» **PAGE EXTRACT**
Start of Block

Recipes of Christmas past: Colombo’s creole xmas lives on
Angelo Gonsalves, possibly Colombo's last milk wine supplier. Photo: David Blacker
Other than Manila, no Asian city takes Christmas as seriously as Colombo. Some traditions are dying and new ones are emerging. As many migrate, armed with milk wine, salt beef, and figgy pudding, Burgher aunties and uncles fight the good fight to preserve the best of Christmas past.

“Salt beef has gone out of fashion. It’s always been on a traditional table for Christmas. But it’s been replaced. We got more western — going for the turkeys,” says Angelo Gonsalves, a Portuguese Burgher who caters traditional Burgher dishes come Christmas time. 

His home in Dehiwala is a bustle of activity, and decorated with bursts of festive colour. On the day we visited him, his wife and daughter sous chef. But he says it’s usually a combined family effort; his other daughter and mother pitch in too. 

Gonsalves’ grandmother was an expert at fermenting milk wine with kasippu — generally paired with a very boozy Christmas cake on Christmas eve. 

Gonsalves is passing on his methods to his daughters. But he worries the younger generation have lost a taste for tradition. Photo: David Blacker

Today, milk wine has been usurped by its more luxe (and alcoholic) successors — imported reds and whites. But Burghers who grew up around independence remember looking forward to the cloyingly sweet liqueur every year. As children, they would sneak in a few additional gulps that were left in guests’ glasses. 

The Burghers are the leftovers from Portuguese and Dutch conquest. When the dust settled on colonial rule, some of it settled in softer corners like food. Today, though, many Burgher traditions may be on the verge of dying out. 

The Burghers are an eating, drinking people. The traditions they grip and hold most tightly revolve around food, especially at Christmas. Though, as history gives way to the present, the Christmas table too keeps changing — at Burgher and other Christian homes too. Caterers working out of their home kitchens like Gonsalves — one of an ever-dwindling few — are trying to keep traditions alive.

End of Block

» **AVAILABLE DATA**
Start of Block

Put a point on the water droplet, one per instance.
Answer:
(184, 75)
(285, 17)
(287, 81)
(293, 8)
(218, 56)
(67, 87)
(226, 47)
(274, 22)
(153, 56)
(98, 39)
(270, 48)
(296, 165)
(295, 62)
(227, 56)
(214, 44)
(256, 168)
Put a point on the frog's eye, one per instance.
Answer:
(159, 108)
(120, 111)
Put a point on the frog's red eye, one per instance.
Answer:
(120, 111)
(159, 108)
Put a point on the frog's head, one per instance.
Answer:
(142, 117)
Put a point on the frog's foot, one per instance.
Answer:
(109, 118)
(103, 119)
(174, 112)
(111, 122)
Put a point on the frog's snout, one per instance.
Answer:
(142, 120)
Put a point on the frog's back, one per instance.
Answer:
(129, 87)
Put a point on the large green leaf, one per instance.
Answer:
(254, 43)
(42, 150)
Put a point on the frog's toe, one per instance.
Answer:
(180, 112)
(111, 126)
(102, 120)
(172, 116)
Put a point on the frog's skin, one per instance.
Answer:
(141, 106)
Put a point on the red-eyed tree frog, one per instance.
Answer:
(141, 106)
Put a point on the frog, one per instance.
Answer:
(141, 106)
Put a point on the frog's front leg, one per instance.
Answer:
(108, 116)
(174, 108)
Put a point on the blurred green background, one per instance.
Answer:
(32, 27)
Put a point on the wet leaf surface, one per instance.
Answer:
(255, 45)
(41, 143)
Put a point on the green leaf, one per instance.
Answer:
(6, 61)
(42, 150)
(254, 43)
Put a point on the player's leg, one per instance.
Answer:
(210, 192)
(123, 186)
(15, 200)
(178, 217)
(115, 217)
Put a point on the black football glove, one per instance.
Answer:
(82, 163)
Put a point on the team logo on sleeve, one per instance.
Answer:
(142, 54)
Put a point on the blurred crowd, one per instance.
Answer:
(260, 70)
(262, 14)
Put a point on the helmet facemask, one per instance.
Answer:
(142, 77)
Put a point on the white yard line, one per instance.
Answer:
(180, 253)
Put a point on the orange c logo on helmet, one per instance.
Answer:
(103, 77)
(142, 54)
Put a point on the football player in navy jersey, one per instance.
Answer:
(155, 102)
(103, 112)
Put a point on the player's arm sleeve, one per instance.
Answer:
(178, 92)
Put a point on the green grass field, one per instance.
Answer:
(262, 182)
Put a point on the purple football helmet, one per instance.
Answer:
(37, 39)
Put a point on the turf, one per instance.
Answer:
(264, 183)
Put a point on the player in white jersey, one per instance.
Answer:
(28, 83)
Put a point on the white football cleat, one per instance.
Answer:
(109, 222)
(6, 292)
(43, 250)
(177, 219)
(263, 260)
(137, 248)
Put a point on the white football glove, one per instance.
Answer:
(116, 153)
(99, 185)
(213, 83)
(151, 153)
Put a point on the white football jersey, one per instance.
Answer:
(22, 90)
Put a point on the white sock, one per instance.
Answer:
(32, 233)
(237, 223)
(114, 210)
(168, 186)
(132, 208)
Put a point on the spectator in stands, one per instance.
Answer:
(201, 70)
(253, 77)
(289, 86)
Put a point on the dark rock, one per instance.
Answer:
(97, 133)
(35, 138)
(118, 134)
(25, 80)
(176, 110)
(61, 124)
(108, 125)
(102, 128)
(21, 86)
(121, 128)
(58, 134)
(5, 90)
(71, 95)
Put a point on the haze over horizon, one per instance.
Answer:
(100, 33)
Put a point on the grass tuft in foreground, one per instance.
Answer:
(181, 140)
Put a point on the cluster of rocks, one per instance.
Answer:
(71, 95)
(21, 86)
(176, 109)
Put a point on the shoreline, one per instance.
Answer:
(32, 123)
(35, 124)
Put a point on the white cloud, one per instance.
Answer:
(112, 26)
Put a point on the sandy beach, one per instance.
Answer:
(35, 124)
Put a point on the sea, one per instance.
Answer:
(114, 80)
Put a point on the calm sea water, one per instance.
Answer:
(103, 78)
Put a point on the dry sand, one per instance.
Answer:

End of Block

» **REQUIRED WORK**
(a) From the article on Colombo's Christmas traditions, reproduce word for word the passage starting at "The Burghers are the" and ending at "of dying out.".
(b) Translate this sentence from the Colombo Christmas article into Spanish: "Other than Manila, no Asian city takes Christmas as seriously as Colombo."
The records are separate material, unrelated to the article on Colombo's Christmas traditions.

» **ANSWERS BY TASK**
(a)
The Burghers are the leftovers from Portuguese and Dutch conquest. When the dust settled on colonial rule, some of it settled in softer corners like food. Today, though, many Burgher traditions may be on the verge of dying out.

(b) Aparte de Manila, ninguna ciudad asiática se toma la Navidad tan en serio como Colombo.